Exercise goal: Would you print out every entry exactly as given?

Supplied entries:
%%
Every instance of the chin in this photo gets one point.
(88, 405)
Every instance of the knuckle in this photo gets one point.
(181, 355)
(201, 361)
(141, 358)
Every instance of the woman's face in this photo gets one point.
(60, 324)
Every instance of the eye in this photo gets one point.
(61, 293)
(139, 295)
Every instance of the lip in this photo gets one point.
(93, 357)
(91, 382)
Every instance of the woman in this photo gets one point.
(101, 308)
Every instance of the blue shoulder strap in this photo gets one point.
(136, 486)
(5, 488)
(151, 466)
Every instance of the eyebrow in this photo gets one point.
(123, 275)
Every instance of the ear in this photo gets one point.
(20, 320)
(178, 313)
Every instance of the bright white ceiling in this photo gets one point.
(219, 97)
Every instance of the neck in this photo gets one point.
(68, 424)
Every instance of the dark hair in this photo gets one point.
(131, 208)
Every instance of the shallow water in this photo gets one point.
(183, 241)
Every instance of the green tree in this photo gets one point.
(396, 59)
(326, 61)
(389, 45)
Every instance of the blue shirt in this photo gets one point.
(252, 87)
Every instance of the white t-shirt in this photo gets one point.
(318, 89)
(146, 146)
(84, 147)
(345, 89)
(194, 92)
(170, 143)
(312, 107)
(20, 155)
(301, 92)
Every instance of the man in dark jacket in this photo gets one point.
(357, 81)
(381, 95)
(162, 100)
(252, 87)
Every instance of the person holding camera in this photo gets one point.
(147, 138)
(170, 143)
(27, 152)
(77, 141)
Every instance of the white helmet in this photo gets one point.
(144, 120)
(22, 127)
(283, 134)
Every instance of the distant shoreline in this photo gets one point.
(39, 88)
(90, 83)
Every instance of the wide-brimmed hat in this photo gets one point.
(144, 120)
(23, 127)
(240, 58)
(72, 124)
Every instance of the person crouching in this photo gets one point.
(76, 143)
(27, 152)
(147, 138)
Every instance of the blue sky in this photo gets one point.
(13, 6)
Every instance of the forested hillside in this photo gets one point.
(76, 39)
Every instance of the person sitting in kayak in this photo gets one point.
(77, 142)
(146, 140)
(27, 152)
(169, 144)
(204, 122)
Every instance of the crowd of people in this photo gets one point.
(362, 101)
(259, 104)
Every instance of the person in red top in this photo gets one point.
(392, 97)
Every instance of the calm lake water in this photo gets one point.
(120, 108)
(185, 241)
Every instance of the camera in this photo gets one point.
%%
Expected answer:
Every instance of the chin in this photo gets one point.
(88, 405)
Every instance of the knuckle in this photo gets one point.
(181, 355)
(201, 361)
(141, 358)
Every instance of the woman's face in this photo gets one point.
(60, 324)
Every instance of the eye in this photo gets one point.
(61, 293)
(139, 295)
Every instance of the lip in this photo gets one point.
(93, 357)
(91, 382)
Every instance of the woman in this photo gets one point.
(101, 308)
Every instance of the blue shoulder strap in this photo gets one point.
(136, 486)
(5, 488)
(151, 466)
Every instance of the eyebrow in this photo gets one point.
(123, 275)
Every instance of the ear in this photo gets one point.
(20, 320)
(178, 313)
Every instance of the bright white ceiling in this photo gets one point.
(219, 97)
Every instance of the neck in this photo gets one point.
(68, 424)
Every instance of the dark hair in this photo gets one point.
(131, 208)
Every instance of the shallow water in this photo gets one point.
(183, 241)
Every instance of the green tree in this photo gets one point.
(396, 59)
(326, 61)
(389, 45)
Every instance of the blue shirt in this photo gets one point.
(252, 87)
Every instance of the white t-shirt in this photo gets one point.
(318, 89)
(146, 146)
(84, 147)
(345, 89)
(194, 92)
(170, 143)
(312, 107)
(20, 155)
(301, 92)
Every instance of the man in dark jacket in this photo gets one point.
(357, 81)
(381, 95)
(162, 100)
(252, 87)
Every instance of the person holding camera in this photo gets one point.
(147, 138)
(170, 143)
(27, 152)
(77, 141)
Every instance of the white helmet in this photo gets one point.
(144, 120)
(22, 127)
(283, 134)
Every instance of the distant shoreline in this photo gets one point.
(39, 88)
(90, 83)
Every instance of the wide-brimmed hat in this photo gets one point.
(144, 120)
(23, 127)
(240, 58)
(72, 124)
Every instance of the person crouching in this photo gets one point.
(76, 143)
(27, 152)
(147, 138)
Every instance of the blue sky in this photo gets one point.
(13, 6)
Every instance of the forested hillside in this photo gets one point.
(76, 39)
Every instance of the person sitting in kayak in this photo gets one point.
(77, 142)
(146, 140)
(27, 152)
(169, 144)
(204, 122)
Every instance of the crowd of people in this photo gets one point.
(362, 101)
(259, 104)
Every instance of the person in red top in this photo gets one point.
(392, 97)
Every instance of the calm lake water in this photo gets one point.
(120, 108)
(185, 241)
Every instance of the camera in this photo gets one point.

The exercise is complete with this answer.